In the journaling text below, rewrite the part that opens with the words "A speedy typist" and closes with "when attending meetings.", changing "speedy typist" to "fast typist" each time it appears.

■ **Text passage**:
= = = = = = =

Journaling is a wonderful way to uncover our thoughts and feelings as we are experiencing situations and through reflecting on our life. The act of writing itself can help to discover and illuminate the hidden, murky, unsure emotions, concerns, worries and reflections from our bodies and our minds. Journaling is a great way to jot down half-formed, foggy ideas so we might shape, develop, and learn from them. Over the years I’ve used journaling to document my thoughts, what I learned, what I wanted to bring forward into my plans and to create connections between seemingly disparate subjects. Journaling is helpful for spotting patterns in our own lives and in the details, we utilize to take on. It’s helpful for exploring our wishes, dreams, hopes, intentions; and for catching and containing our observations and descriptions of the world. There are many different methods of journaling but before I get into that I’d like to talk about how we learn and journal.
Typing is rapid and once I get it on the page my eyes look for the red squiggles underneath the words signaling typos. Sometimes I’m not even doing that. I’m getting it all down on the page and coming back to look it over later with spell check. Documents tend to have their default formatting that most people, including me, rarely change. Handwriting is slow and tends to be more contemplative as I think about how I want to record and organize the information on paper. Fascinatingly, that's precisely why I’ve found handwriting is better suited to learning and often journaling.
Laptops and tablets can make for poor note-taking devices because of the litany of distractions available on the internet, pop-ups, and the opportunity to multitask. Handwriting is often better because it slows the learner down and narrows the person to a singular focus in relation to the task at hand. By slowing down the process of taking notes, you accelerate associations and learning. The mind has more time to think about what it’s focused on and the implications of those connections. Let me give you an example that is almost universally recognized today.
A speedy typist (often revered as an American millennial) is sitting in a meeting, they are able to type out nearly every word that is uttered. And yet: that transcription process doesn't require any critical thinking. So, while they're putting the words down on the word processing page, their brain doesn't have to engage with the content itself. More often than not, our speedy typist will have to look back at their notes when asked a question about what someone said. Since the mind is focused on getting the words on the page it can’t process the words and think critically about them. When your attention is divided it’s not picking up on many of the social signals that the material is important. Getting information recorded is still important but it’s not the only goal most of us have when attending meetings.

= = = = = = =

■ **Material**:
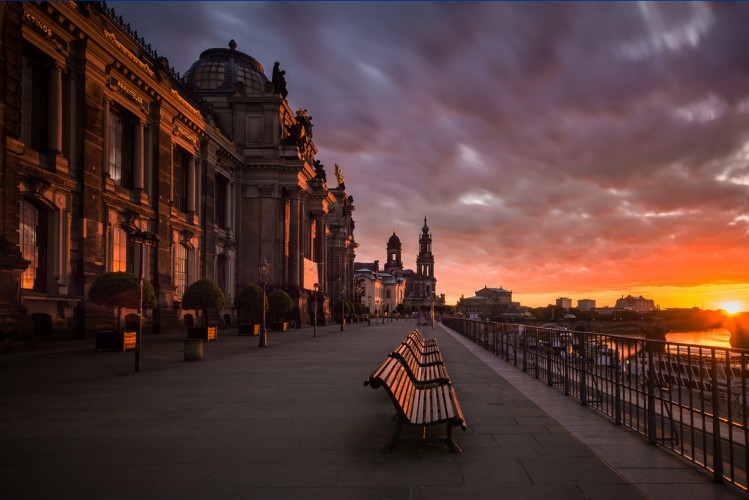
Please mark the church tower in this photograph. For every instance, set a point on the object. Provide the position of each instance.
(425, 264)
(394, 264)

= = = = = = =

■ **Task solution**:
A fast typist (often revered as an American millennial) is sitting in a meeting, they are able to type out nearly every word that is uttered. And yet: that transcription process doesn't require any critical thinking. So, while they're putting the words down on the word processing page, their brain doesn't have to engage with the content itself. More often than not, our fast typist will have to look back at their notes when asked a question about what someone said. Since the mind is focused on getting the words on the page it can’t process the words and think critically about them. When your attention is divided it’s not picking up on many of the social signals that the material is important. Getting information recorded is still important but it’s not the only goal most of us have when attending meetings.